### Exercise aim
Copy the listing again, starting at the line that contains "the jockey's boot." and ending at the end of the listing. Keep every line unchanged except that each coordinate in the answers is raised by 66.

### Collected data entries
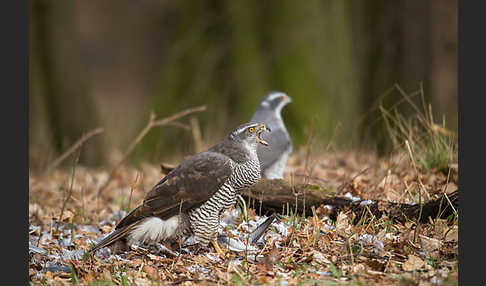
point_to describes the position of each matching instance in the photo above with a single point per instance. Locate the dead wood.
(268, 196)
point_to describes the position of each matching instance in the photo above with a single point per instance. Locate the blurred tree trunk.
(443, 61)
(406, 43)
(58, 85)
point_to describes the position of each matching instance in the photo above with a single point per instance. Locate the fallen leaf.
(413, 263)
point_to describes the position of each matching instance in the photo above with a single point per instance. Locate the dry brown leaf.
(413, 263)
(429, 244)
(343, 226)
(453, 234)
(151, 271)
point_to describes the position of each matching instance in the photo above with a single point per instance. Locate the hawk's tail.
(112, 237)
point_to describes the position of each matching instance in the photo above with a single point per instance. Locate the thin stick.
(74, 147)
(352, 179)
(68, 196)
(420, 191)
(152, 123)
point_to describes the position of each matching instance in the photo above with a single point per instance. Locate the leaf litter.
(292, 250)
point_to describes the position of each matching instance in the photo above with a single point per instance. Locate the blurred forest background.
(110, 63)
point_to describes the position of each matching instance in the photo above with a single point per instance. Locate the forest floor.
(66, 218)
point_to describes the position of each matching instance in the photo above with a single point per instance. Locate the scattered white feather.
(154, 229)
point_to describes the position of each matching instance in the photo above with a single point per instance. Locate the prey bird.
(273, 159)
(191, 197)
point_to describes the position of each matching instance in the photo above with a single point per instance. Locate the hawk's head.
(249, 134)
(274, 101)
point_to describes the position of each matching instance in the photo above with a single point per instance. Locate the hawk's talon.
(218, 249)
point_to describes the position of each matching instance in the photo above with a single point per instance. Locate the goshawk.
(273, 158)
(190, 198)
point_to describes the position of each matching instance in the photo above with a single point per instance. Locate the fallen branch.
(274, 194)
(152, 123)
(74, 147)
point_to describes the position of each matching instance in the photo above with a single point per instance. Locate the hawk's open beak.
(261, 129)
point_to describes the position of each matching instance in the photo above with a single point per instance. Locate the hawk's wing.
(188, 186)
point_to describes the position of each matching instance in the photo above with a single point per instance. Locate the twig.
(352, 179)
(68, 196)
(152, 123)
(73, 148)
(420, 190)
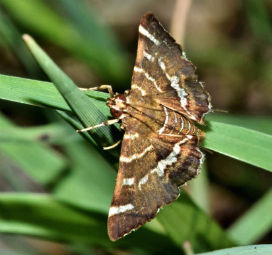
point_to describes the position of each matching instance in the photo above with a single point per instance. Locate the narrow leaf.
(263, 249)
(255, 223)
(86, 111)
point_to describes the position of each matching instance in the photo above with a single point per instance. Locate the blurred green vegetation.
(60, 183)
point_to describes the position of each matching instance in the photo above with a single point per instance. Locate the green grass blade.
(198, 189)
(245, 144)
(245, 138)
(184, 221)
(35, 158)
(255, 223)
(86, 111)
(13, 40)
(37, 16)
(45, 217)
(43, 94)
(262, 249)
(90, 183)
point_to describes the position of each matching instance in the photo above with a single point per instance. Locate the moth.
(159, 113)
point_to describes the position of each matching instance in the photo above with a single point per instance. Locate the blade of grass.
(43, 216)
(255, 223)
(40, 93)
(236, 136)
(90, 182)
(198, 189)
(184, 221)
(39, 161)
(86, 111)
(262, 249)
(245, 144)
(259, 19)
(37, 16)
(12, 37)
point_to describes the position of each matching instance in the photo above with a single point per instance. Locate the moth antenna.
(101, 87)
(105, 123)
(187, 247)
(112, 146)
(219, 110)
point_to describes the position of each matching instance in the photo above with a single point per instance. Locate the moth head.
(117, 105)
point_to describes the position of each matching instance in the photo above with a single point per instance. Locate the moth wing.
(162, 71)
(151, 169)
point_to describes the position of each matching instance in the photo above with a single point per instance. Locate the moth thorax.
(117, 105)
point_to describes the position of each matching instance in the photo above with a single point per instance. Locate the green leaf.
(42, 94)
(85, 110)
(263, 249)
(255, 223)
(13, 40)
(245, 144)
(198, 189)
(109, 62)
(90, 181)
(184, 221)
(43, 216)
(32, 156)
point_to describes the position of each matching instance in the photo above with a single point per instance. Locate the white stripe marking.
(135, 86)
(181, 124)
(189, 127)
(171, 158)
(144, 32)
(175, 84)
(140, 70)
(128, 181)
(142, 181)
(184, 55)
(148, 56)
(161, 64)
(136, 155)
(120, 209)
(165, 121)
(131, 136)
(175, 122)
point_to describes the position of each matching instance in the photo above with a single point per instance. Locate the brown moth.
(160, 146)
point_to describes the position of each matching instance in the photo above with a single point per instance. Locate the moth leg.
(101, 87)
(105, 123)
(112, 146)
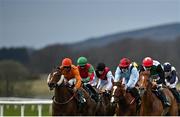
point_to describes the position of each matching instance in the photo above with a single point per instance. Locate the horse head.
(118, 91)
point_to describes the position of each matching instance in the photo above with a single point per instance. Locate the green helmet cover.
(82, 61)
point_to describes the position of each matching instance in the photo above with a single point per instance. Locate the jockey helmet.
(82, 61)
(167, 67)
(147, 62)
(100, 67)
(124, 62)
(66, 62)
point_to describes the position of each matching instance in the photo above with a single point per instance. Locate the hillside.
(160, 42)
(161, 32)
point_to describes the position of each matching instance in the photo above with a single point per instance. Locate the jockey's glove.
(85, 80)
(74, 89)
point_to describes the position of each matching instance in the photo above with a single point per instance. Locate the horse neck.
(62, 94)
(124, 102)
(148, 97)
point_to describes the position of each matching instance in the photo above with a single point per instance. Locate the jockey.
(72, 76)
(157, 73)
(171, 79)
(105, 77)
(87, 74)
(127, 72)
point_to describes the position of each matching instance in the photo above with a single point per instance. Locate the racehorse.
(103, 105)
(65, 102)
(124, 101)
(151, 104)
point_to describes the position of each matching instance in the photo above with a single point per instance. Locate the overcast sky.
(37, 23)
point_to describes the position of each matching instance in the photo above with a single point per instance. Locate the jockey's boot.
(176, 94)
(81, 100)
(163, 99)
(136, 95)
(94, 95)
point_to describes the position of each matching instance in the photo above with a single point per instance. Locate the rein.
(54, 100)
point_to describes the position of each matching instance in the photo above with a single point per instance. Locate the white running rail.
(23, 103)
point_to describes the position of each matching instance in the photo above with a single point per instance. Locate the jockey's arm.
(99, 83)
(173, 77)
(90, 75)
(109, 79)
(161, 75)
(117, 75)
(78, 79)
(133, 78)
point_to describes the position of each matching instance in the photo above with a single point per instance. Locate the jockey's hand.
(154, 84)
(74, 89)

### Finished task
point_to describes the position of each matching instance in the photo above with a single point per instance. Locate the jockey's boot.
(242, 160)
(147, 166)
(229, 165)
(202, 161)
(160, 161)
point_to describes the position of each matching instance in the photo above with a single point per instance. Locate the rein.
(120, 166)
point_to describes the position of each matching instance in the photo above with a single point per instance. Locate the white running rail.
(89, 169)
point_to describes the position of each matching instance in the photo above with a single point per instance. Locate the jockey's arm.
(165, 149)
(239, 143)
(156, 141)
(175, 145)
(227, 141)
(183, 141)
(144, 145)
(199, 144)
point_to describes the position of each matching instance in the photo above with a single point per instance. Locate the jockey's hand.
(220, 150)
(140, 155)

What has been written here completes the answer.